## Exercise objective
Whenever a line in the material below includes "with", copy that line.

## Given records

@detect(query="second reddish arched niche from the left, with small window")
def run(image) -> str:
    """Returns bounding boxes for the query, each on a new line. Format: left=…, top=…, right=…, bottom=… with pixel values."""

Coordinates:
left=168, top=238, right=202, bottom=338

## Task result
@detect(query="second reddish arched niche from the left, with small window")
    """Returns bounding boxes for the query, each on a new line. Format: left=…, top=…, right=…, bottom=… with pixel values."""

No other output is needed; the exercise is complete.